### PROBLEM TO WORK ON
Copy every item below word for word, and leave out the picture.

++++ DATA SUPPLIED ++++

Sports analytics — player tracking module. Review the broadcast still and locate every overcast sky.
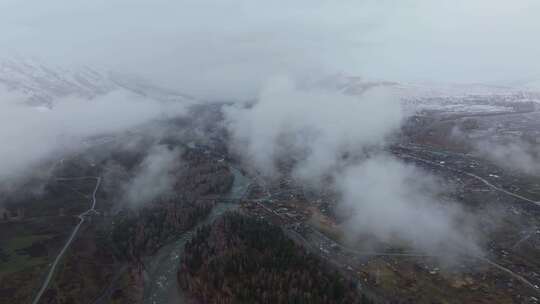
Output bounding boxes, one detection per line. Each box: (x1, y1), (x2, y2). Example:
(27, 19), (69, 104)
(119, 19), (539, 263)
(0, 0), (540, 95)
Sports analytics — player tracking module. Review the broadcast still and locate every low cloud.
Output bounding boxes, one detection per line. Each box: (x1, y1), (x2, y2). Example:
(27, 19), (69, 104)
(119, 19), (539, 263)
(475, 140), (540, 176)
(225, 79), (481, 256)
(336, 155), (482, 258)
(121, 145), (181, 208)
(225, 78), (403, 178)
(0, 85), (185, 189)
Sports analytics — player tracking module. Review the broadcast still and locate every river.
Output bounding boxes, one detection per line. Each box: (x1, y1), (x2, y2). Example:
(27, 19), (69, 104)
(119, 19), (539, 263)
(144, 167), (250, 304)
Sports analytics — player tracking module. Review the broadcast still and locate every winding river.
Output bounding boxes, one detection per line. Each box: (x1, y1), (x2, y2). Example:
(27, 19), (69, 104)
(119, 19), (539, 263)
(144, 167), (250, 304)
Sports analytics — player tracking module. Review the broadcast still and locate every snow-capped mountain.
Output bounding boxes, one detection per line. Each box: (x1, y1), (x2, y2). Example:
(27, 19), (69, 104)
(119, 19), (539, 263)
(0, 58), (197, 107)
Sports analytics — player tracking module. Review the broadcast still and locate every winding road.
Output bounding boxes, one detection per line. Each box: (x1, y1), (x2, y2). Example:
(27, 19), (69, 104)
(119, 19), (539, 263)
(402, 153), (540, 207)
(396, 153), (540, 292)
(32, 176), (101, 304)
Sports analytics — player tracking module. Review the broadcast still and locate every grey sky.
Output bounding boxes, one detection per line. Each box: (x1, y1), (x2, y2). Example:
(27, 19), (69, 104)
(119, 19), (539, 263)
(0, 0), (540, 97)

++++

### SOLUTION FOR THIS PROBLEM
Sports analytics — player tracking module. Review the broadcast still and locate every overcast sky.
Output bounding boxes, one detection per line. Each box: (x1, y1), (x2, y2). Example:
(27, 19), (69, 104)
(119, 19), (539, 263)
(0, 0), (540, 95)
Sports analytics — player tracking module. Review the broadcast still and locate every low cloud.
Output bounding boxes, one detection per line. Each box: (x1, y1), (x2, y2). Example:
(27, 19), (69, 104)
(119, 19), (539, 263)
(475, 140), (540, 176)
(225, 79), (481, 256)
(336, 155), (482, 258)
(121, 145), (181, 208)
(225, 78), (403, 178)
(0, 85), (185, 189)
Sports analytics — player tracking module. Review the broadcast still and locate every river.
Output bounding boxes, one detection per line. Each box: (x1, y1), (x2, y2). Example:
(27, 19), (69, 104)
(119, 19), (539, 263)
(144, 167), (250, 304)
Sports analytics — player tracking module. Review the broadcast still and locate every winding river.
Output bounding boxes, one detection per line. Each box: (x1, y1), (x2, y2). Example:
(27, 19), (69, 104)
(119, 19), (539, 263)
(144, 167), (250, 304)
Sports analytics — player tracking module. Review the broadcast still and locate every snow-capped mountain.
Output bounding boxes, one detection per line. Each box: (x1, y1), (x2, y2). Example:
(27, 19), (69, 104)
(119, 19), (539, 263)
(0, 58), (197, 107)
Sports analytics — player tracking module. Review the broadcast still and locate every winding road.
Output bounding boxes, one detection per line. Each box: (x1, y1), (x2, y2). Example:
(27, 19), (69, 104)
(119, 19), (539, 263)
(402, 153), (540, 207)
(396, 153), (540, 292)
(32, 176), (101, 304)
Sports analytics — player tracking module. Review the broadcast still and locate every grey sky.
Output bounding boxes, one detection per line. Each box: (x1, y1), (x2, y2). Example:
(27, 19), (69, 104)
(119, 19), (539, 263)
(0, 0), (540, 97)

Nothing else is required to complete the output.